:: EXTRACTED INFORMATION ::
>> Start

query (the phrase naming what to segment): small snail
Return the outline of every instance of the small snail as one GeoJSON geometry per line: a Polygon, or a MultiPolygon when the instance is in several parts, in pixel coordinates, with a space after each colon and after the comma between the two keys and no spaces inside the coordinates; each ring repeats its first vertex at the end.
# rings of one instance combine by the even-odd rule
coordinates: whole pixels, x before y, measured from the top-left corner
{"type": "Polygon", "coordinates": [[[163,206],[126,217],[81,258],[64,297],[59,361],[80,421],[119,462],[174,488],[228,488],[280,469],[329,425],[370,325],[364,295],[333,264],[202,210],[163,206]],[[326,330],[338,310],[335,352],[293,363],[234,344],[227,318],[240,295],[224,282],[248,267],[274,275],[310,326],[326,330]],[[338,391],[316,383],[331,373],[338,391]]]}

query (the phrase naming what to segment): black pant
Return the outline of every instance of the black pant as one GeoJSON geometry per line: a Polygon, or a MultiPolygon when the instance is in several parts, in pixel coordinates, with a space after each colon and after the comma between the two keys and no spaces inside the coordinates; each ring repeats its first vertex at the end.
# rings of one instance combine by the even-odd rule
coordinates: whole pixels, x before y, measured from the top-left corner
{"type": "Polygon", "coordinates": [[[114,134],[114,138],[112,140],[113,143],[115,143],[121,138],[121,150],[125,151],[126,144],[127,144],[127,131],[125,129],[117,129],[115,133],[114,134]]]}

>> End

:: AIM OF THE EXERCISE ::
Please pull every line of the listing above and reproduce each one unchanged.

:: RESPONSE BELOW ::
query (the phrase naming what to segment): small snail
Return the outline of every instance of the small snail as one GeoJSON geometry per line: a Polygon, or a MultiPolygon when the instance is in several parts, in pixel coordinates, with a space after each colon and after the comma between the two keys and no spaces inside the coordinates; each ring repeats its first vertex at the end.
# rings of one instance combine by the even-odd rule
coordinates: whole pixels, x before y, measured from the top-left corner
{"type": "Polygon", "coordinates": [[[163,206],[126,217],[81,258],[64,297],[59,361],[80,421],[119,462],[174,488],[228,488],[280,469],[329,425],[370,325],[364,295],[333,264],[202,210],[163,206]],[[326,330],[338,310],[335,352],[293,363],[234,344],[227,318],[240,295],[224,282],[248,267],[274,275],[310,326],[326,330]],[[338,391],[316,383],[331,373],[338,391]]]}

query (the phrase naming what to segment): black pant
Return the outline of every instance of the black pant as one GeoJSON geometry per line: a Polygon, or a MultiPolygon when the instance is in several parts, in pixel coordinates, with a space after each colon and after the comma between the two keys and no spaces inside the coordinates; each ring repeats its first vertex at the end.
# rings of one instance combine by the even-odd rule
coordinates: whole pixels, x before y, measured from the top-left corner
{"type": "Polygon", "coordinates": [[[114,134],[114,138],[112,140],[113,143],[115,143],[121,138],[121,150],[125,151],[126,144],[127,144],[127,131],[125,129],[117,129],[115,133],[114,134]]]}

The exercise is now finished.